§ **TESTO DI RIFERIMENTO**

┏━━

Cominciamo, però, dalle note dolenti. Innanzitutto, il nostro Paese rischia una stangata stimata tra i 3,2 e i 4 miliardi di euro nel biennio 2019-2020, cioè grosso modo la «manovrina» pari allo 0,2% di Pil che il governo si appresta a varare. L’unica cosa che resta da stabilire sarà la modalità con cui saldare la parcella: più tasse oppure meno investimenti.
«L’assenza di un accordo con Londra avrebbe conseguenze ancor più gravi», ha spiegato Michel Barnier, capo negoziatore della secessione britannica per conto della Commissione Ue alludendo alla possibilità di una hard Brexit. Le analisi fanno riferimento a uno studio pubblicato dall’Istituto Jacques Delors che esamina le conseguenze della Brexit a seconda dei differenti scenari possibili. Bruxelles punta a far rispettare al governo britannico gli accordi di compartecipazione al bilancio Ue fino al 2020 nonostante l’uscita sia calendarizzata per l’anno precedente. Il vero problema, però, è cosa accadrà con la successiva programmazione settennale 2021-2027. Alle casse comunitarie verranno meno 10 miliardi di euro di contributi netti all’anno (17 miliardi includendo gli investimenti in Gran Bretagna). Non sono bruscolini perché corrispondono al 20% delle dotazioni dei fondi di coesione, al 20% della politica agricola comunitaria o all’intero stanziamento annuale per i programmi Erasmus.
La ricerca dell’Istituto Jacques Delors prefigura sostanzialmente tre possibilità: copertura dell’ammanco, taglio del budget o una sintesi delle prime due. Nel primo caso, se non si volessero tagliare gli investimenti, bisognerebbe aumentare di 17 miliardi di euro (119 miliardi in 7 anni), come detto, il bilancio dell’Ue a 27 tramite i due canali standard di finanziamento: i contributi dei singoli Stati sulla base del Pil e la compartecipazione al gettito Iva. Questo vorrebbe dire che gli Stati come Germania, Francia e Italia dovrebbero versare da un minimo del 10 a un massimo del 25% in più di quanto facciano oggi. Roma gira ogni anno circa 17 miliardi a Bruxelles: la spesa potrebbe perciò aumentare da 1,7 miliardi annui fino a 4 miliardi circa.
Se, invece, il bilancio fosse ridotto, la spesa sarebbe minore, ma anche i programmi di investimento – come visto – subirebbero un taglio non indifferente. Se poi Londra decidesse di non onorare gli impegni fino al 2020, sarebbero a rischio anche i fondi di coesione di questa tornata che, in molti casi, non sono stati impegnati per via della programmazione effettuata all’ultimo minuto (soprattutto nel nostro Paese). Insomma, quei 3-4 miliardi potrebbero mancare all’appello prima di quanto si possa immaginare e le Regioni (Lombardia e Veneto in testa) già se ne preoccupano.

┗━━

§ **Alcune righe**

┏━━

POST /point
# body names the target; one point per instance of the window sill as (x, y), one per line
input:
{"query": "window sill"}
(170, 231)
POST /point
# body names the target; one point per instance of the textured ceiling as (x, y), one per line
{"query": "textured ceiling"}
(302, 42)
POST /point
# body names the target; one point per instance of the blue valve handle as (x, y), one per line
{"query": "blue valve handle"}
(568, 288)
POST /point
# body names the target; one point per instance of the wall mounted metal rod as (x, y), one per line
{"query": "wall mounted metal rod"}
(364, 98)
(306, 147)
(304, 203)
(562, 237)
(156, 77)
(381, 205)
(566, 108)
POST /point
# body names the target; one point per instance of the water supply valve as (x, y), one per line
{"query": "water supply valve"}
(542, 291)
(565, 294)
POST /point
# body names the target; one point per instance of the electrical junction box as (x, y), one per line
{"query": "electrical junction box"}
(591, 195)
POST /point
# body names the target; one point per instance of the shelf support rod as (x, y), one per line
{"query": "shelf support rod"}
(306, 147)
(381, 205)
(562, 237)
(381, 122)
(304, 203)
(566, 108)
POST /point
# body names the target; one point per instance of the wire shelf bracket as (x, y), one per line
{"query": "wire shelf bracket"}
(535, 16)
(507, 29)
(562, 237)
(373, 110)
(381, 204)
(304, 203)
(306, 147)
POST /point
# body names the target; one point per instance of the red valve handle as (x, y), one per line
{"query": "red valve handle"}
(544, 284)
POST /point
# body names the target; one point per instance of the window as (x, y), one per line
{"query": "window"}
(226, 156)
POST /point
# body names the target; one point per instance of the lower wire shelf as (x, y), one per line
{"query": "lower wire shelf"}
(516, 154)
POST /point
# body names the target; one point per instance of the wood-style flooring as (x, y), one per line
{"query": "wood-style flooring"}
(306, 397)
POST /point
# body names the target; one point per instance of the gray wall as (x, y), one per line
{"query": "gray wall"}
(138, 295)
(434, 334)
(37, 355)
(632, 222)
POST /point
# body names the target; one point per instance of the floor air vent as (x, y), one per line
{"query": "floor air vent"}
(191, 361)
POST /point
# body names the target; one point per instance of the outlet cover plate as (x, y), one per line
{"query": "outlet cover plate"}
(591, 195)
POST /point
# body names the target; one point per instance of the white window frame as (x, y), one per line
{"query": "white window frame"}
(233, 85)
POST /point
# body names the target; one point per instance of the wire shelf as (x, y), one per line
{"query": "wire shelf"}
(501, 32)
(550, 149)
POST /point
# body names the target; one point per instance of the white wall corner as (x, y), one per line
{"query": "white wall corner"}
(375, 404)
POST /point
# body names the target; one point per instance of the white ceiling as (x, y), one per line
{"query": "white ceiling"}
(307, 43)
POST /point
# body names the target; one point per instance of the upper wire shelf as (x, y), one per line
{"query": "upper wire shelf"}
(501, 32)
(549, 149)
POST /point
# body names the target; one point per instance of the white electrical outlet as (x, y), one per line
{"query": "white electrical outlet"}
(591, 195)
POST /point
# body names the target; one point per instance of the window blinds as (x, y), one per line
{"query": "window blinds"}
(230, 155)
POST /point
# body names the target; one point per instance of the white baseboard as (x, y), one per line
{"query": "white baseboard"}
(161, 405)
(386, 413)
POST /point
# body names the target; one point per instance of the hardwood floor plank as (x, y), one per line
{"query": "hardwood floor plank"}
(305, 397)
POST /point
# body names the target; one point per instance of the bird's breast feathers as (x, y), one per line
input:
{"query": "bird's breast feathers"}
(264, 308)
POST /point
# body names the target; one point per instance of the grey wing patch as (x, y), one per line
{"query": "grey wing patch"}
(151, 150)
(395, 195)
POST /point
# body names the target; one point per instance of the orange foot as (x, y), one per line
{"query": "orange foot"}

┗━━

§ **ISTRUZIONI E REQUISITI**
Trascriva parola per parola il passo del testo sulla Brexit e il bilancio Ue, cominciando da "La ricerca dell’Istituto" e proseguendo fino a "4 miliardi circa.". Le righe riportate provengono da una fonte diversa.

§ **SOLUZIONE PROPOSTA**
La ricerca dell’Istituto Jacques Delors prefigura sostanzialmente tre possibilità: copertura dell’ammanco, taglio del budget o una sintesi delle prime due. Nel primo caso, se non si volessero tagliare gli investimenti, bisognerebbe aumentare di 17 miliardi di euro (119 miliardi in 7 anni), come detto, il bilancio dell’Ue a 27 tramite i due canali standard di finanziamento: i contributi dei singoli Stati sulla base del Pil e la compartecipazione al gettito Iva. Questo vorrebbe dire che gli Stati come Germania, Francia e Italia dovrebbero versare da un minimo del 10 a un massimo del 25% in più di quanto facciano oggi. Roma gira ogni anno circa 17 miliardi a Bruxelles: la spesa potrebbe perciò aumentare da 1,7 miliardi annui fino a 4 miliardi circa.